» Your objective: Copy out the rows below word for word, starting at the line that contains "drawmask --target solar" and ending at the line that contains "281], [351, 269]]", with both of those lines included.

» Records supplied:

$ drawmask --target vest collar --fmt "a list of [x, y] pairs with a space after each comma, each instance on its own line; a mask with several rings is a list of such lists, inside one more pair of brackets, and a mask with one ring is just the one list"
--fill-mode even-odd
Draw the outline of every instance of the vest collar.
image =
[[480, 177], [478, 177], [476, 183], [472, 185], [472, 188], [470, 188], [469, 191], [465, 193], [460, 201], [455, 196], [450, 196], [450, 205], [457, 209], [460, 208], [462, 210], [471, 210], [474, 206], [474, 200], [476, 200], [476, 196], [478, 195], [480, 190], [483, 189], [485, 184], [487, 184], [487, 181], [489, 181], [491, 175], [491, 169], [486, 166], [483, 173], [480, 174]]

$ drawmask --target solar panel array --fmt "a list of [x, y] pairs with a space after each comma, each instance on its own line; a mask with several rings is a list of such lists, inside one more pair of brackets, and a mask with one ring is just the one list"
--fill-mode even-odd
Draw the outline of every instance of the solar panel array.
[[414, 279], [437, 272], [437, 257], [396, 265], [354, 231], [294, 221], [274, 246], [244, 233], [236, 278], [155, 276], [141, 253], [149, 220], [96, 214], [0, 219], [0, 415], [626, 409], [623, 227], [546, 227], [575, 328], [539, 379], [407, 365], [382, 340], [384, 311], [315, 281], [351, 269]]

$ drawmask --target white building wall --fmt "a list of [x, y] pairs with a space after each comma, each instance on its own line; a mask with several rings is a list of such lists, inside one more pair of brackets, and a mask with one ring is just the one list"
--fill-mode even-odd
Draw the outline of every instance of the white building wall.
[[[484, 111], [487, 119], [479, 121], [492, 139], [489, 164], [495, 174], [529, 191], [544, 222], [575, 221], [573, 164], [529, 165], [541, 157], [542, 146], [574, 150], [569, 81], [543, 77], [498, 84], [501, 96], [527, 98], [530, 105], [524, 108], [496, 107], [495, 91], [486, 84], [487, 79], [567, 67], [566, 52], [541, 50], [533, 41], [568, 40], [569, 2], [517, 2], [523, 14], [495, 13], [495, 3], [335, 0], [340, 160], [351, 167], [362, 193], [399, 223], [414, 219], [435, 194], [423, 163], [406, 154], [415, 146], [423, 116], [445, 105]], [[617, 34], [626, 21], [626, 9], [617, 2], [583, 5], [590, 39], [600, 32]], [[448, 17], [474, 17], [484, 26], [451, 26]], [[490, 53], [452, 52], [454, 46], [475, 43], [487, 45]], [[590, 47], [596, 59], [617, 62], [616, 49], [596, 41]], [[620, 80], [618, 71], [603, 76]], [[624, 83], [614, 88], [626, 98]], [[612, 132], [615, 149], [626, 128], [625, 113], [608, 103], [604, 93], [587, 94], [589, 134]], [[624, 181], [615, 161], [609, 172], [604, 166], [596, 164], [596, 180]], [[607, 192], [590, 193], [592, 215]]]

» Completed exercise:
$ drawmask --target solar panel array --fmt "a list of [x, y] pairs with a space after each comma, each instance on its own line; a mask with several rings is a list of such lists, inside one more pair of brackets, and a mask with one ring is just the one list"
--fill-mode even-odd
Draw the outline of every instance of the solar panel array.
[[414, 279], [437, 272], [437, 257], [396, 265], [354, 231], [294, 221], [274, 246], [244, 233], [236, 278], [155, 276], [141, 253], [149, 220], [96, 214], [0, 219], [0, 415], [626, 409], [623, 227], [546, 227], [575, 328], [539, 379], [407, 365], [382, 340], [384, 311], [315, 281], [351, 269]]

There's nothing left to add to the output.